GOAL OF THE EXERCISE
Exactly repeat all the records below, omitting the images they hold.

RECORDS FOR PROCESSING

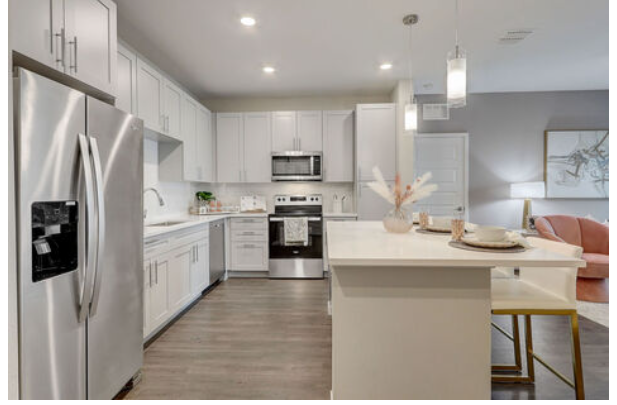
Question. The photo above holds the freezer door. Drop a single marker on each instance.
(116, 311)
(50, 184)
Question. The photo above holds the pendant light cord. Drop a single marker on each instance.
(456, 11)
(411, 97)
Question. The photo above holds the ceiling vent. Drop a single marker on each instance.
(514, 36)
(435, 112)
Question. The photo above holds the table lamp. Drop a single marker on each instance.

RESULT OF THIS EXERCISE
Question. The photo above holds the freezer door. Drop a single marker on each instance.
(116, 311)
(50, 184)
Question. The photo above holds the pendant light cord. Drop a single marker on each instance.
(456, 11)
(411, 97)
Question. The photo above holds the ceiling vent. Drop a single marker on each instance.
(514, 36)
(435, 112)
Question. The photo above holds the table lamp. Drop a single marker on each instance.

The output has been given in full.